■ SHORT TASK: Could you copy out, word for word, the lines of the records beginning with the one that contains "Thank you for the photo. Could you please identify the gray" and running through the last line of the records? Include both of those lines and nothing else.

■ THE RECORDS:
----------------

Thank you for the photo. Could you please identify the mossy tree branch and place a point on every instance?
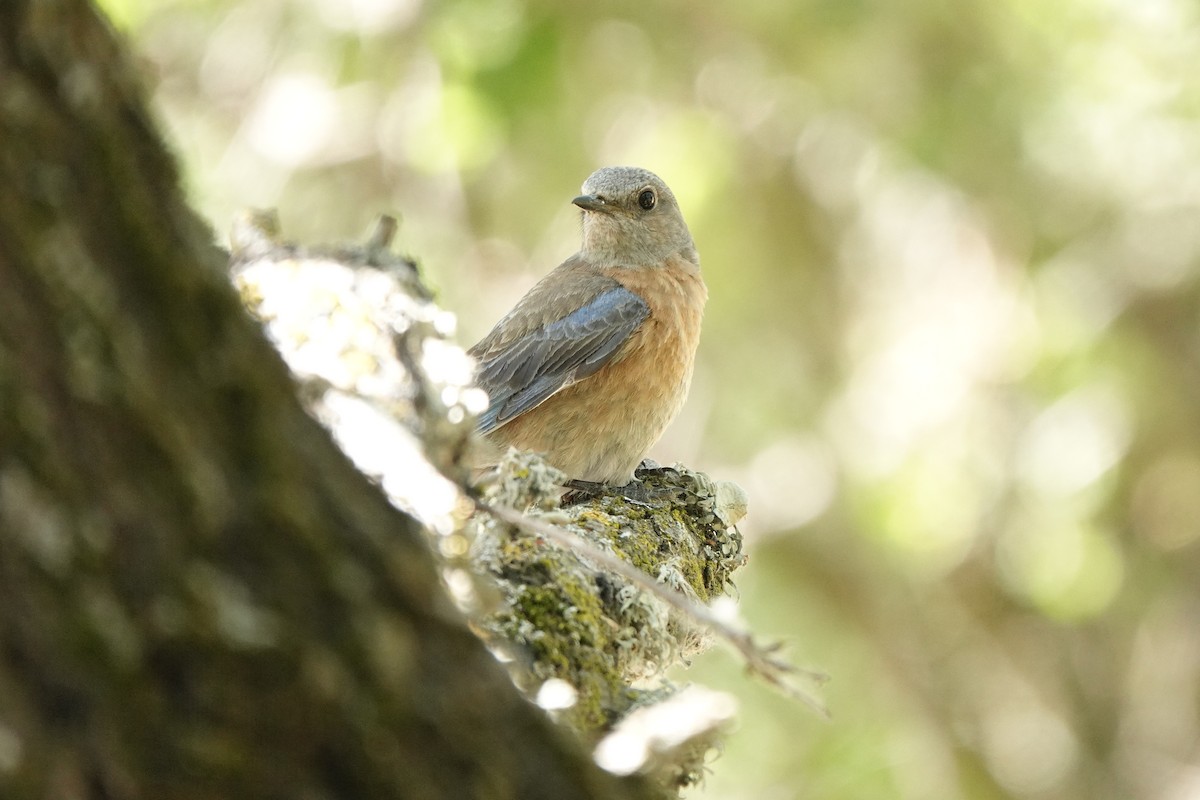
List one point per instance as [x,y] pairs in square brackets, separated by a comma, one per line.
[201,595]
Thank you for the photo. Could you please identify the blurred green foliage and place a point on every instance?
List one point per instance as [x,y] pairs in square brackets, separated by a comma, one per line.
[952,350]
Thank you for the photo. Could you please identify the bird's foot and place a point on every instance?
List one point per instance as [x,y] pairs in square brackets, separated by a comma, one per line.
[635,492]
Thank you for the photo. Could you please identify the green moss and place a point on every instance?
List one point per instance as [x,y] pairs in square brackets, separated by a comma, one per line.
[570,620]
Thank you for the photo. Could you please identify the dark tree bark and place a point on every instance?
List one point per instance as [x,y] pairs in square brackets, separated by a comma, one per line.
[199,595]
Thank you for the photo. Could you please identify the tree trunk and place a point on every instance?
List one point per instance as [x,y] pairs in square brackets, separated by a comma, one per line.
[199,595]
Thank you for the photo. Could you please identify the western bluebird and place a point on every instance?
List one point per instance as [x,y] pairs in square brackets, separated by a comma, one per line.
[591,366]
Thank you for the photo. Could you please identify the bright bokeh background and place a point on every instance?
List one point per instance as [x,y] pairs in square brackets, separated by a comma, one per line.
[952,350]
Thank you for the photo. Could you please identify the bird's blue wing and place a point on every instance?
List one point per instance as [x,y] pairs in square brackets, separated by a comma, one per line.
[525,372]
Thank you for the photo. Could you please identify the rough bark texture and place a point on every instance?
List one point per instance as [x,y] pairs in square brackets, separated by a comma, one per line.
[199,596]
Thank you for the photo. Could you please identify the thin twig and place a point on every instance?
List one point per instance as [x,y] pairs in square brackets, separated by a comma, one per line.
[760,659]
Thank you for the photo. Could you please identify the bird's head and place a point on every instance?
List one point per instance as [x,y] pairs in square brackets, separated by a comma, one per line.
[631,218]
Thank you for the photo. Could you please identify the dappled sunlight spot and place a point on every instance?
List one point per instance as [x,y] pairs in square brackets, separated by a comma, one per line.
[1065,566]
[675,139]
[1159,248]
[387,450]
[618,47]
[929,511]
[469,37]
[921,761]
[293,119]
[1074,441]
[739,85]
[1029,749]
[1113,128]
[1077,298]
[1161,723]
[367,17]
[691,714]
[451,130]
[791,482]
[834,157]
[237,55]
[934,323]
[1165,507]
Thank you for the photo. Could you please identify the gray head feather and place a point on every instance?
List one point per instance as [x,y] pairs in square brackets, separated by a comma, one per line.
[621,230]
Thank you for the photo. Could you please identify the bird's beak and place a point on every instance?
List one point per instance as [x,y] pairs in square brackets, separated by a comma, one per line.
[591,203]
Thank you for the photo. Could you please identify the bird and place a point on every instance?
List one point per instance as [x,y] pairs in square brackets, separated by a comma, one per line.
[592,365]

----------------

■ SOLUTION TO THIS TASK:
Thank you for the photo. Could you please identify the gray head feather and place a point on every instance?
List one point per instance as [x,y] pairs in square brackets, separated by a comma, one per line.
[621,230]
Thank you for the photo. Could you please identify the bird's beak and place a point on every instance?
List one point per instance as [x,y] pairs in square brackets, separated by a comma, one per line.
[591,203]
Thank you for the photo. Could you please identify the bird and place a point on every instance?
List one point per instance as [x,y] pairs in square brackets, separated by a comma, one per line.
[592,365]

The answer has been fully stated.